[Data items]

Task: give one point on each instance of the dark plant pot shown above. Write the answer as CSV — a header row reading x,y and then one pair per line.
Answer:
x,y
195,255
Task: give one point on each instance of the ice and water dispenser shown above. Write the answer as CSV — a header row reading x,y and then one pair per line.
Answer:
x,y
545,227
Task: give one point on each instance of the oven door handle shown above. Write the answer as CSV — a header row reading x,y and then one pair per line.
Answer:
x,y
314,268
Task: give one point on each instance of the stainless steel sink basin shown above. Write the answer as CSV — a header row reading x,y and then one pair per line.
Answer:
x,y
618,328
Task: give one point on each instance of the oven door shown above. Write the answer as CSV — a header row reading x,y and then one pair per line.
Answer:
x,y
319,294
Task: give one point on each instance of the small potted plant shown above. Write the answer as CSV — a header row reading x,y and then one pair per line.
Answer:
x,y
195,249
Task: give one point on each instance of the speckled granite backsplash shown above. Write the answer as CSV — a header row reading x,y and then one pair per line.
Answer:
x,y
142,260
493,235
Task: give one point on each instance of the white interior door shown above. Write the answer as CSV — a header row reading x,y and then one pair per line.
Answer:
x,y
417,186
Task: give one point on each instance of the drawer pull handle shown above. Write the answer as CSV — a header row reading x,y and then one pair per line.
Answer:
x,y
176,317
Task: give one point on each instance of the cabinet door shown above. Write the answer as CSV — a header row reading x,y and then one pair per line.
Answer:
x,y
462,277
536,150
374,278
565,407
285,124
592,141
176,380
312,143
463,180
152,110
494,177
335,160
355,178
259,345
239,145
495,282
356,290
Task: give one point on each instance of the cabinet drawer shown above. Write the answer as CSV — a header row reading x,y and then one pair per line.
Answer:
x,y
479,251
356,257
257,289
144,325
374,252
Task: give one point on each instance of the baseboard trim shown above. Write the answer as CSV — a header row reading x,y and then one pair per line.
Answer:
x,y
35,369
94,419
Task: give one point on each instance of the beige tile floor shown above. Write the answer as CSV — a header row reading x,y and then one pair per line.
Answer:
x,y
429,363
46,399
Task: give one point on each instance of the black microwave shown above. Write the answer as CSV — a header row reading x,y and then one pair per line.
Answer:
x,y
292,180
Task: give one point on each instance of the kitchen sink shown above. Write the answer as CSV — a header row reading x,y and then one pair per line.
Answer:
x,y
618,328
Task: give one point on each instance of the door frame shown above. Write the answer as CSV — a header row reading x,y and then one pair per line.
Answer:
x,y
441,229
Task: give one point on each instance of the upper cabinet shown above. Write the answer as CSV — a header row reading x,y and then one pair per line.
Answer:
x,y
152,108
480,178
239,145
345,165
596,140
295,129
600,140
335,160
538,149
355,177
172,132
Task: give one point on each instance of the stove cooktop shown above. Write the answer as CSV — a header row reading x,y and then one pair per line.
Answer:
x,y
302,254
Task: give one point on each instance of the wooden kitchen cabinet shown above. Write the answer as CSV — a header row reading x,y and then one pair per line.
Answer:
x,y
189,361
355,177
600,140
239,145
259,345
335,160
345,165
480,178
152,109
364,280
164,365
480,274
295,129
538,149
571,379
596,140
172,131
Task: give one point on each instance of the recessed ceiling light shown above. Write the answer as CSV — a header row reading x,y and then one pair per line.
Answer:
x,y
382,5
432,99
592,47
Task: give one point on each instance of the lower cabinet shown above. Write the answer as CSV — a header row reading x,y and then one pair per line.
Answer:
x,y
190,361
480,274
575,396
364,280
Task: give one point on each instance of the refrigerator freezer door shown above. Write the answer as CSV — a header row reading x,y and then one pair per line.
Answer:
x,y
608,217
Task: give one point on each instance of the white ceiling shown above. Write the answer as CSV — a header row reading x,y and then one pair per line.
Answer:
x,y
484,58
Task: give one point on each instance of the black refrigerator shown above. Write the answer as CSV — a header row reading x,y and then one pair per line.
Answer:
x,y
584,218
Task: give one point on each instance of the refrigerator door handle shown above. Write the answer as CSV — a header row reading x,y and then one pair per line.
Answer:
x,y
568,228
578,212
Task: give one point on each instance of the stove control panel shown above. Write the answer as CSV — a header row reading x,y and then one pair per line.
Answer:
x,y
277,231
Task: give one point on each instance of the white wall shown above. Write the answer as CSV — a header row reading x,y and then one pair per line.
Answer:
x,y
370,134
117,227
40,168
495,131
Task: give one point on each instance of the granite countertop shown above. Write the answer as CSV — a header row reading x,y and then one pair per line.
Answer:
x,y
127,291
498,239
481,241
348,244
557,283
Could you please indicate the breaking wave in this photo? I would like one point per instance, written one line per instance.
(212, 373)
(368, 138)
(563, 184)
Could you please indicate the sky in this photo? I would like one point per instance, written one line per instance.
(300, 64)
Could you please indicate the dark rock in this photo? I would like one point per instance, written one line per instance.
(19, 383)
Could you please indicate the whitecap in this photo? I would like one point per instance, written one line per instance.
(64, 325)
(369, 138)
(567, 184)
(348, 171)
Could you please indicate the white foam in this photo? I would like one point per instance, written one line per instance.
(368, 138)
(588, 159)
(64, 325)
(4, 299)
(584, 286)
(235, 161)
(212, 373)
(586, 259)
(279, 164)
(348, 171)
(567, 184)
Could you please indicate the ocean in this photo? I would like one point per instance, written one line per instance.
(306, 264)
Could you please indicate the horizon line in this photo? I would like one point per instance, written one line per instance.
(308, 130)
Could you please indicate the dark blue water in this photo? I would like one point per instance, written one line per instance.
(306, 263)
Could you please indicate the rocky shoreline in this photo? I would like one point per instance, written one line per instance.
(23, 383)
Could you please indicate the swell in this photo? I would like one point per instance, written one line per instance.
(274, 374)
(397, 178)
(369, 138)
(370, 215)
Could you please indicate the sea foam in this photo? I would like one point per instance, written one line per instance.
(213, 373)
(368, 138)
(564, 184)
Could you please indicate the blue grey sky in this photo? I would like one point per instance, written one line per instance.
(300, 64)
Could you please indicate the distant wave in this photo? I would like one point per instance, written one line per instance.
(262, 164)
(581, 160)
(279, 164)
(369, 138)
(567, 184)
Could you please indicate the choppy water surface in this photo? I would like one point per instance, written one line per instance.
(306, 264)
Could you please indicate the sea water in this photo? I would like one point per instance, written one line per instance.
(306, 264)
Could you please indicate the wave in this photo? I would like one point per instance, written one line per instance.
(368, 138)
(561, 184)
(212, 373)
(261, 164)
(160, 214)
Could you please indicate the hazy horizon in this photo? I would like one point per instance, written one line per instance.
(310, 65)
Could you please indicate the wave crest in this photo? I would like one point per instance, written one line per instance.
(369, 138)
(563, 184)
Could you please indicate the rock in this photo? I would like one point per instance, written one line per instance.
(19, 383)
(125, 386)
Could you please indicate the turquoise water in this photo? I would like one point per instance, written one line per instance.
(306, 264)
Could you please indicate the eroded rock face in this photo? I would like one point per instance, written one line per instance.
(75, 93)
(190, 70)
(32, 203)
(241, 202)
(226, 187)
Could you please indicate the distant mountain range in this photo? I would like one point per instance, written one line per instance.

- _Task_: The answer must consist of every line above that holds the string "cabinet", copied exactly.

- _Task result_:
Task: give one point on each instance of the cabinet door shown above. Write the answer as CSV — a header row reading x,y and then one pair per line.
Task: give one point on each instance of the cabinet drawer shown above. Write the answer as CSV — a header row reading x,y and then one pair per line.
Task: give one point on each instance of the upper cabinet shown above. Write the answer as CSV — a header row reading x,y and then one pair per line.
Task: give one point on each instance of the wooden kitchen cabinet shown above. Write the answer as CSV — a header row reading x,y and then one pair per line.
Task: give one point on each instance of the lower cabinet shown above. Write the answer as CSV — a header row reading x,y and then one pair per line.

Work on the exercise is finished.